PROBLEM TO WORK ON
Would it be possible to write out each entry below exactly, without the pictures?
>>>>
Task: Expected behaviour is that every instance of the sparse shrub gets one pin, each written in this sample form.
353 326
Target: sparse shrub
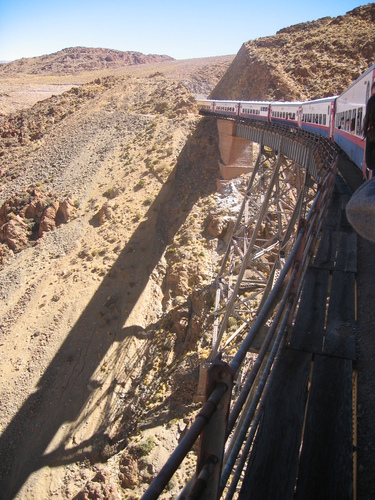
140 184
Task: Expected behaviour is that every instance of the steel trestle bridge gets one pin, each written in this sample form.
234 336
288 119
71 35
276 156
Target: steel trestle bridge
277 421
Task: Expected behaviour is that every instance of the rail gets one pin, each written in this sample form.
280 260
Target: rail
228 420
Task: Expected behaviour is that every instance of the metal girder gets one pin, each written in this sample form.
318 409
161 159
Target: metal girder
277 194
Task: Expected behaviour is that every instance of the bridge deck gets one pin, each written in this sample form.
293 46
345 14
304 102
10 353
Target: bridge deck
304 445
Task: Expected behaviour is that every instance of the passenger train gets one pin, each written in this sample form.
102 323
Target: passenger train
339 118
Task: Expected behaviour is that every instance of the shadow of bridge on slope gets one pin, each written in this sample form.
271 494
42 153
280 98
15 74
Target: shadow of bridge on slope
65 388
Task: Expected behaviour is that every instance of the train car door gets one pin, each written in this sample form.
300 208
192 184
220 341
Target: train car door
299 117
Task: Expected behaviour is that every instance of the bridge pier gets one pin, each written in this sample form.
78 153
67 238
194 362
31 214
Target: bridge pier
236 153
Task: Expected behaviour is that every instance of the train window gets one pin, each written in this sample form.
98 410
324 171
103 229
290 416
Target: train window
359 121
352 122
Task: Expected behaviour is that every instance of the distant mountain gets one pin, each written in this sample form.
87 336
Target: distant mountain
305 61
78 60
<<<<
COMPLETE RESPONSE
Task: Expected behaviour is that every instance of the sparse shrub gets one pin, each written in this sample form.
353 326
Target: sparse shrub
140 184
Task: Expected behaviour is that every instance of the steel trestle bridge gets one pin, each written in this sample form.
234 336
288 119
71 35
276 156
Target: steel trestle bridge
277 421
Task: Expected behaviour is that every instance of the rail gets one pin, each written in this sample form.
280 260
Target: rail
228 420
Task: Expected behaviour is that every instance of the metal girder gets one pin, each written in this sample form.
318 409
161 159
Target: metal girder
277 194
Task: Expected behaviour is that every instance of the bridge deck gets one pin, each written in this sample form.
293 46
345 14
304 102
10 353
Target: bridge deck
304 445
Task: Expected behaviour is that every instance of the passenger train gets one pin, each written in this sample form.
102 323
Target: passenger train
339 118
Task: Expected behaviour is that every instance of the shadow of bridge on slope gets one pin, each written in this sample form.
271 494
42 153
280 98
15 74
Target: shadow of bridge on slope
65 388
Task: Expected behaviour is that every instance of the train car door gets one pin, each written in this sample form.
300 208
192 184
220 341
Target: train car door
299 117
Task: Expected behaviour is that every instance of the bridge pier gets one pin, each written in this sample form.
78 153
67 238
194 362
31 214
Target: bridge pier
236 153
Task: Expected behaviour is that every instance of the train window gets one pin, each written in this sample form.
98 410
324 171
103 229
290 416
Target: train window
359 121
352 122
Task: Expected behaviour is that every instance of the distant mountain gets one pin, each written in this sample form.
87 336
Target: distant mountain
305 61
78 60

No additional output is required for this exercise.